Data items

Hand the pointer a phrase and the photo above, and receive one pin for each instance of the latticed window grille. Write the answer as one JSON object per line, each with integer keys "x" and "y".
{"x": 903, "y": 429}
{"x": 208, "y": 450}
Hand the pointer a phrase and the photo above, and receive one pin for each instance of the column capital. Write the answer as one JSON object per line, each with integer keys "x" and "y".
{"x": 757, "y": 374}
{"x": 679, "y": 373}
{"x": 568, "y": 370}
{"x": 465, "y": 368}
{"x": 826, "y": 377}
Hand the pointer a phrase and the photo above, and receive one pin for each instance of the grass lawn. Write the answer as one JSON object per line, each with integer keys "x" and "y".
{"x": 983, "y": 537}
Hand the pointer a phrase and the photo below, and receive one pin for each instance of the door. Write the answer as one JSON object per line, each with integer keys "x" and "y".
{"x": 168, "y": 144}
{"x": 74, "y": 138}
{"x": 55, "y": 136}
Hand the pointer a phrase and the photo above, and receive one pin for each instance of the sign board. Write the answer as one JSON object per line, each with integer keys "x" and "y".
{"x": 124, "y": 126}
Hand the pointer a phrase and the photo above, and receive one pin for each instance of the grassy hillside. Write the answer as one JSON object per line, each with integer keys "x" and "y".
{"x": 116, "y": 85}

#### Task directions
Convert every line of the data items above into a Markdown table with two columns, Row and Line, leaving out any blank lines.

#### Solution for this problem
| Row | Line |
|---|---|
| 1 | Hand the pointer a phrase and the photo above, and receive one pin for each instance of the latticed window grille. Write the answer as one JSON object per line, each with integer keys "x" and "y". |
| 2 | {"x": 903, "y": 429} |
| 3 | {"x": 208, "y": 450} |
| 4 | Hand the pointer a phrase and the photo above, and receive one pin for each instance of the column capital. Write the answer as one JSON object per line, each with integer keys "x" and "y". |
| 5 | {"x": 757, "y": 374} |
| 6 | {"x": 679, "y": 373} |
| 7 | {"x": 568, "y": 370} |
| 8 | {"x": 465, "y": 368} |
| 9 | {"x": 826, "y": 377} |
| 10 | Hand the pointer a phrase and the photo above, and receive one pin for each instance of the grass lawn. Write the answer as one JSON object per line, each with integer keys "x" and "y". |
| 11 | {"x": 983, "y": 537} |
| 12 | Hand the pointer a phrase and the photo below, and receive one pin for each instance of the door. Write the answer as one JSON object per line, each with integer keys "x" and "y". |
| 13 | {"x": 168, "y": 144} |
| 14 | {"x": 74, "y": 138} |
| 15 | {"x": 55, "y": 136} |
| 16 | Hand the pointer a phrase and the photo above, and receive one pin for each instance of the sign board. Write the answer as one JSON object per line, each with integer keys "x" and "y". |
| 17 | {"x": 124, "y": 126} |
| 18 | Hand the pointer a phrase and the photo above, and receive one pin for each instance of the grassy hillside. Write the answer as one JSON object per line, each with integer keys "x" and "y". |
| 19 | {"x": 116, "y": 85} |